Start of Entries provided

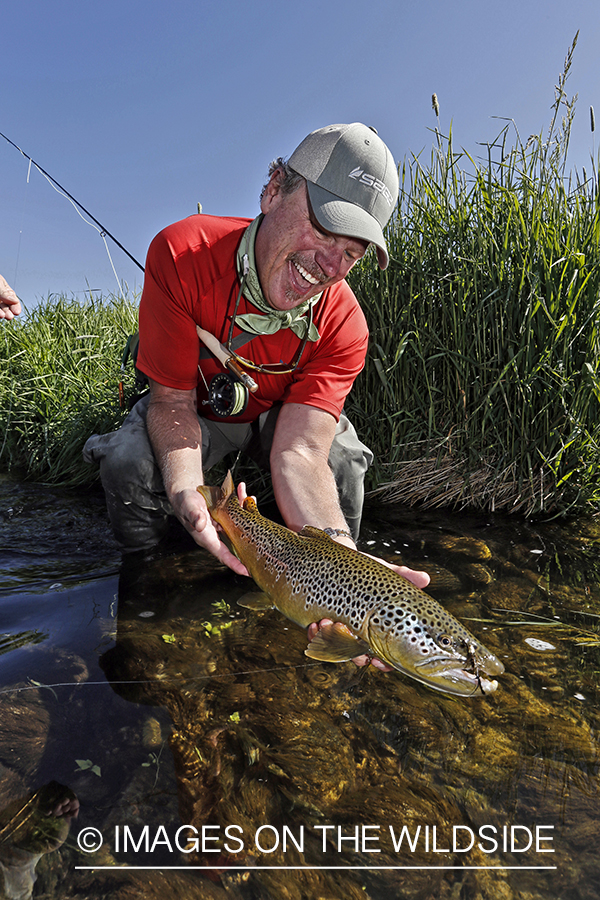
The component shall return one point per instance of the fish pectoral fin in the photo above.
(336, 643)
(312, 531)
(256, 601)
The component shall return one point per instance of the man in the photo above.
(9, 302)
(276, 283)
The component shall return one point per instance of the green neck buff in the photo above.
(270, 320)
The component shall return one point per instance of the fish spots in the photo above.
(314, 576)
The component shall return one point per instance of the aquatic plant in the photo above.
(60, 383)
(481, 383)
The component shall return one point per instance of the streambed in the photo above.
(149, 695)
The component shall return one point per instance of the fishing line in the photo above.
(36, 687)
(25, 197)
(104, 232)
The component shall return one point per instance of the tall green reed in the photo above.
(485, 328)
(60, 383)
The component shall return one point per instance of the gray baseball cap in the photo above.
(352, 181)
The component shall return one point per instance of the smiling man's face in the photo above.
(295, 257)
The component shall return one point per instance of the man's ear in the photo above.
(272, 191)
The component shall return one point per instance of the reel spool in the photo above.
(227, 396)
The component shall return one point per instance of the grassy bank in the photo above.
(481, 386)
(60, 383)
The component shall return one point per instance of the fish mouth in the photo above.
(450, 676)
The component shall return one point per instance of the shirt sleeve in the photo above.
(169, 345)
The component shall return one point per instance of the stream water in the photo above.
(210, 758)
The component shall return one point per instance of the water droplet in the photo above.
(539, 645)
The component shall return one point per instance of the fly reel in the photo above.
(227, 396)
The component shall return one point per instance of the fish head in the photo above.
(422, 640)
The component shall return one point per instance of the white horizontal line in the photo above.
(218, 868)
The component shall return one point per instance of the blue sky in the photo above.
(142, 109)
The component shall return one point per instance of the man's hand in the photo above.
(191, 510)
(419, 579)
(10, 305)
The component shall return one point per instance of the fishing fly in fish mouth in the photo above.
(308, 577)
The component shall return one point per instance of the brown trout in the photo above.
(309, 576)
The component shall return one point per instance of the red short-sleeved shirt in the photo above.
(191, 279)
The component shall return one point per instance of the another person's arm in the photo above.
(10, 305)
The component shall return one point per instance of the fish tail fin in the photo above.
(217, 497)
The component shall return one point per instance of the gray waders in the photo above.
(135, 496)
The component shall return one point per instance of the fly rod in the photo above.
(77, 203)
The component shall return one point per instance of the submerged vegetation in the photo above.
(481, 383)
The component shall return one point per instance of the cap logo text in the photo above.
(370, 181)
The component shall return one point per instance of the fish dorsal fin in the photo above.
(336, 643)
(312, 531)
(228, 487)
(256, 600)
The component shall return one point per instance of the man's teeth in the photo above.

End of Entries provided

Only the lines from the one bearing "rod in the photo above." to the end of the material belong in the answer; set them down verbatim.

The component shall return one point per instance of the fly rod in the photo above.
(77, 203)
The component shall return one point per instance of the submerged vegetation in the photo above.
(481, 383)
The component shall return one point per instance of the cap logo text in the photo above.
(370, 181)
The component shall return one point per instance of the fish dorsal fin in the photo above.
(336, 643)
(312, 531)
(228, 487)
(256, 600)
The component shall return one point per instance of the man's teeth in the photo above.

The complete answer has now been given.